● Written instruction
Count the lines in the data below that contain the word "every". Reply with the number alone.

● Records

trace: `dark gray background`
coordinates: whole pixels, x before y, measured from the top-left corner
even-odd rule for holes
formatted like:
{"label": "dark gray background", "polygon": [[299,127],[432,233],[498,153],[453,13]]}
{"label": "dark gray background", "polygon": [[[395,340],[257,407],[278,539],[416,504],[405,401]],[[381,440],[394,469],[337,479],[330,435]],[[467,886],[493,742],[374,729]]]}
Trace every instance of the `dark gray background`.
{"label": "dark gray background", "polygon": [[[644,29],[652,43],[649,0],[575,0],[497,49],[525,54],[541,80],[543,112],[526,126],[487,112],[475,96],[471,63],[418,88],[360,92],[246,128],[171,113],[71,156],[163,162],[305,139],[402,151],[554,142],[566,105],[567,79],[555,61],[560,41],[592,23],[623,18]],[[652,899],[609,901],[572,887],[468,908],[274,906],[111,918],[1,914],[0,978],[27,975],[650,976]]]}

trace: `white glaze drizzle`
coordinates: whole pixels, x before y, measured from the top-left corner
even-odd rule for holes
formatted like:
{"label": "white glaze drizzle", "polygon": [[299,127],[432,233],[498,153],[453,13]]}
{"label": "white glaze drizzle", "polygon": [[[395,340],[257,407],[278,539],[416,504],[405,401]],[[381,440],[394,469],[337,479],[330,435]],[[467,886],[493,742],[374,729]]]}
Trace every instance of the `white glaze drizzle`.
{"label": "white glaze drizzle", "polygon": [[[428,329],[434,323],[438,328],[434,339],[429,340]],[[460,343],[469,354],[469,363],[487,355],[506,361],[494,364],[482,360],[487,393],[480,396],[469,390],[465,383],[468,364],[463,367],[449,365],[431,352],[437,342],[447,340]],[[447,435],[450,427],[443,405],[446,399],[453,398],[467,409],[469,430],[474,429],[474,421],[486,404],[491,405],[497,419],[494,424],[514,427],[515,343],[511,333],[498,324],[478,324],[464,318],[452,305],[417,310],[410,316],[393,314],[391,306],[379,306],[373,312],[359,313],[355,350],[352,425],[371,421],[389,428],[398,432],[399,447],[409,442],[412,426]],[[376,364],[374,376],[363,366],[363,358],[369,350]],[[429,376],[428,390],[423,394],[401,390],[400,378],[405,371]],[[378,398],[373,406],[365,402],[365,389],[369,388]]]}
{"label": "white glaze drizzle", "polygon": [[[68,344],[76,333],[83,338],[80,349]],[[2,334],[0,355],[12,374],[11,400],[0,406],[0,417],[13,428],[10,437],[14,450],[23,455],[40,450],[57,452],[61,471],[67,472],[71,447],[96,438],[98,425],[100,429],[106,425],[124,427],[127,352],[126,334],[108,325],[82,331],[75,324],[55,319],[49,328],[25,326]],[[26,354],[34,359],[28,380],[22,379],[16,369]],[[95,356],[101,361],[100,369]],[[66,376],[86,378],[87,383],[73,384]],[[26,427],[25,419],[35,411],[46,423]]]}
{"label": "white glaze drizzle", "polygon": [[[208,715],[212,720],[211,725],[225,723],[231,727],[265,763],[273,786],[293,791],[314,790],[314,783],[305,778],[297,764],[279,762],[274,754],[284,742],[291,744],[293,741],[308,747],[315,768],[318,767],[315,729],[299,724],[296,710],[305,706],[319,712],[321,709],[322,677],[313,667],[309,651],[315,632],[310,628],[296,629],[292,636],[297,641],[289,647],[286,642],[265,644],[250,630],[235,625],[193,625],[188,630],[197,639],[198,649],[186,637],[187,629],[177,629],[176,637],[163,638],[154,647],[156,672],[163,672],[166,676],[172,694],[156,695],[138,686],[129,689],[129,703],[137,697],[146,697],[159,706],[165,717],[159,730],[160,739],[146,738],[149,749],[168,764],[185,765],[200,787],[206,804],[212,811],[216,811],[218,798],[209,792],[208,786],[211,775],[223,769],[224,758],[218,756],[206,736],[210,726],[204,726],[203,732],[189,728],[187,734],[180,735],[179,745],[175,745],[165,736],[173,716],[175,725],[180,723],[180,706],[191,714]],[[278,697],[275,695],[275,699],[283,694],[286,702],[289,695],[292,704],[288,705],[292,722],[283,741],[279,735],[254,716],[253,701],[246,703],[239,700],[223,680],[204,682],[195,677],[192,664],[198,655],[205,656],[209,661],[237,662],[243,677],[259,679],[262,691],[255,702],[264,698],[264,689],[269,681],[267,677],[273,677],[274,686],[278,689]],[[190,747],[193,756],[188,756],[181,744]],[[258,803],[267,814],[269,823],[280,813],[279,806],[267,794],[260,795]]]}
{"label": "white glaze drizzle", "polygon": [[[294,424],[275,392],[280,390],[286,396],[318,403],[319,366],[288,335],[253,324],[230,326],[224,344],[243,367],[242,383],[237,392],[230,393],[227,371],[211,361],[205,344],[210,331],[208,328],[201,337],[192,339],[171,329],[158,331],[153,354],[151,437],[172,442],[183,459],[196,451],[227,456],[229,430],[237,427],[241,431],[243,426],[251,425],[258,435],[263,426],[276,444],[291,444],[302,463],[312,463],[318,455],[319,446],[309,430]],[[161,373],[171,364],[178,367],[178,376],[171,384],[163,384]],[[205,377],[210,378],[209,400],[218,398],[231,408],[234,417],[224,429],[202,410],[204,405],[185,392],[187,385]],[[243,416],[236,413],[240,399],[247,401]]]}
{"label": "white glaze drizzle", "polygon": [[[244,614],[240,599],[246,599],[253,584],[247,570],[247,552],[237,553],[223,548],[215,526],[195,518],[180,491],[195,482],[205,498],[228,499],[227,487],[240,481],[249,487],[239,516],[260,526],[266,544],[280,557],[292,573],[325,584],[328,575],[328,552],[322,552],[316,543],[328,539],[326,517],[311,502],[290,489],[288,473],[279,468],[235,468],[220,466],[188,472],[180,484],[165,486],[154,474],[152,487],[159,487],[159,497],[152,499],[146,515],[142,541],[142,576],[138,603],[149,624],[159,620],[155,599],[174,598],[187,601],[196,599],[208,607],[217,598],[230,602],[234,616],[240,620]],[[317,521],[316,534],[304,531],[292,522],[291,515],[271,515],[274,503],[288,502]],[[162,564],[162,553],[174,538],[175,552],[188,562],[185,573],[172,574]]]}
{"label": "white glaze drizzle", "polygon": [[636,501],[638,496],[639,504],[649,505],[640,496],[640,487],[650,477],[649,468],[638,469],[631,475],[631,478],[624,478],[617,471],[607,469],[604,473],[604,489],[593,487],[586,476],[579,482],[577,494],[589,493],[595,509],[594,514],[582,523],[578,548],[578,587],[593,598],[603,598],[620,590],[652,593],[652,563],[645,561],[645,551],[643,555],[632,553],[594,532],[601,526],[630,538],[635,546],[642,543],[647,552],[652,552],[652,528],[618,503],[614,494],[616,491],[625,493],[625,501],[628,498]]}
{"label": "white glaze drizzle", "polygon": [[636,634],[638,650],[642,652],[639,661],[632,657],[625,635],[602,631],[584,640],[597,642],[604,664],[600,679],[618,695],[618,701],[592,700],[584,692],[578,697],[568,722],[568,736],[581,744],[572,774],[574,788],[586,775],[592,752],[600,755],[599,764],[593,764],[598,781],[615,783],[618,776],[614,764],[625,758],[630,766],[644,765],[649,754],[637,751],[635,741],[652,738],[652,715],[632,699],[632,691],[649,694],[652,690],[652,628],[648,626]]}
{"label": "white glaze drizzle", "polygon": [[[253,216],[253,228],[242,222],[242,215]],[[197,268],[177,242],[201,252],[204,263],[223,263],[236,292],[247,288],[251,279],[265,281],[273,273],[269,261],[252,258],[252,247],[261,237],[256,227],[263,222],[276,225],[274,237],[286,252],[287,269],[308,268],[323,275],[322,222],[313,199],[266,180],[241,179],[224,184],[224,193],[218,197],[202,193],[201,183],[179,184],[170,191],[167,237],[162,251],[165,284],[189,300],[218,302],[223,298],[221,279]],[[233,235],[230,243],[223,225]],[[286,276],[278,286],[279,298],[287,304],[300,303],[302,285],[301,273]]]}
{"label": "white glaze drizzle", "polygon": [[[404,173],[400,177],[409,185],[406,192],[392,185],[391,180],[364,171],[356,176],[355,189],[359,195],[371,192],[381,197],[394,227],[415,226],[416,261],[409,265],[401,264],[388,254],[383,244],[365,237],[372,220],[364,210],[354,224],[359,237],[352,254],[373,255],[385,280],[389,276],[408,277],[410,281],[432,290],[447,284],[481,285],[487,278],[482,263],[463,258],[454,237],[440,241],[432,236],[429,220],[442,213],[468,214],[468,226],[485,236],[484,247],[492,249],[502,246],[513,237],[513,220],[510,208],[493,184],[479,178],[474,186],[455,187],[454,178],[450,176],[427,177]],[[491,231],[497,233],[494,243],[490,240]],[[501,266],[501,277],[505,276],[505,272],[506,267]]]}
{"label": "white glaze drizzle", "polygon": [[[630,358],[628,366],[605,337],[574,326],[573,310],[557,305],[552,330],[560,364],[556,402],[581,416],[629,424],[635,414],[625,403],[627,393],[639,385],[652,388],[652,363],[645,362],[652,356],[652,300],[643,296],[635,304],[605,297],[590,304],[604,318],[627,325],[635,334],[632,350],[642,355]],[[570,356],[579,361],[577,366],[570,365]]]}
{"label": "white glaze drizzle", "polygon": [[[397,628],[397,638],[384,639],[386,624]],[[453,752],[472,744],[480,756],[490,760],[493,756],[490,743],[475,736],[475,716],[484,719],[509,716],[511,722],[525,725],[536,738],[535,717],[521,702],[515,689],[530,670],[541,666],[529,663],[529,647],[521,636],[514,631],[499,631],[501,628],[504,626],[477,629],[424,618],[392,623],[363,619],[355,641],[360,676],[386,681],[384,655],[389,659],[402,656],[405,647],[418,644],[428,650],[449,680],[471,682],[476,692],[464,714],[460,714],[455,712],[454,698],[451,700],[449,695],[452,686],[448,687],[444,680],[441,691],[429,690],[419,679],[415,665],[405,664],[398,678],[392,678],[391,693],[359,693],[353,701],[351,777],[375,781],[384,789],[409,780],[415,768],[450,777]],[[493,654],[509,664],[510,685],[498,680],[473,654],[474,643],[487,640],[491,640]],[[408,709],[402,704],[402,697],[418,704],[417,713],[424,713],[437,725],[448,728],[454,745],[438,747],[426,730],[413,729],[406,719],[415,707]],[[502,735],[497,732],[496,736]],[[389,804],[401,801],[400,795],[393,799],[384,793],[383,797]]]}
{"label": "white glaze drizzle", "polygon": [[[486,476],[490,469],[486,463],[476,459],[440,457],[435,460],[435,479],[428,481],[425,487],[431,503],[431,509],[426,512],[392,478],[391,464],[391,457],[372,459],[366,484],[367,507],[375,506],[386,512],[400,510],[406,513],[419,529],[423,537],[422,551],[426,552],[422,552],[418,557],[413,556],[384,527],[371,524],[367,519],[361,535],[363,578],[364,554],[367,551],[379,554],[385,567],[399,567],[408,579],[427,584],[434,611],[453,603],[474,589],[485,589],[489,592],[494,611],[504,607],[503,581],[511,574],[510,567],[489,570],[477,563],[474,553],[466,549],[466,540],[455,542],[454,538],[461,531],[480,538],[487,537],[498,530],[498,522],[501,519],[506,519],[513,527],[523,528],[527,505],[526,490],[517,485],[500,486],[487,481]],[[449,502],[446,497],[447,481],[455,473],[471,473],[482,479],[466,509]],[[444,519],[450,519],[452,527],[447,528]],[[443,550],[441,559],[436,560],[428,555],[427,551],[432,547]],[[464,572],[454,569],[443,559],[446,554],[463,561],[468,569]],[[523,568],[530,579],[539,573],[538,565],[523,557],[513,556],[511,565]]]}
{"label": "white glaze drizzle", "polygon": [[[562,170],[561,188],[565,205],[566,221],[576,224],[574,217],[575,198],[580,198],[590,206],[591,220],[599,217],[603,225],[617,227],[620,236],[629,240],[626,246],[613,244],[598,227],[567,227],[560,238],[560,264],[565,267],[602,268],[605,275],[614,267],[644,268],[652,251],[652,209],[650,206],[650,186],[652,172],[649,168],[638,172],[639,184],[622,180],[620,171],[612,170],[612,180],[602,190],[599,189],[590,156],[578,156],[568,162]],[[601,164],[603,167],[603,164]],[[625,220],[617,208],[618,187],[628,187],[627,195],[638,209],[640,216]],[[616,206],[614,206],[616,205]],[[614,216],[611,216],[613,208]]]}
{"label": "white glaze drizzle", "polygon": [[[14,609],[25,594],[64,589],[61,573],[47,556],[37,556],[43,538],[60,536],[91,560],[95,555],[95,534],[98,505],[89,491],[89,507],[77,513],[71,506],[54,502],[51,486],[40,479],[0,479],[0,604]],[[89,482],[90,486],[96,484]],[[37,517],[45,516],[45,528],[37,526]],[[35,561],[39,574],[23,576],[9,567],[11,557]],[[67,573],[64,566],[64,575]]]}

● Written solution
2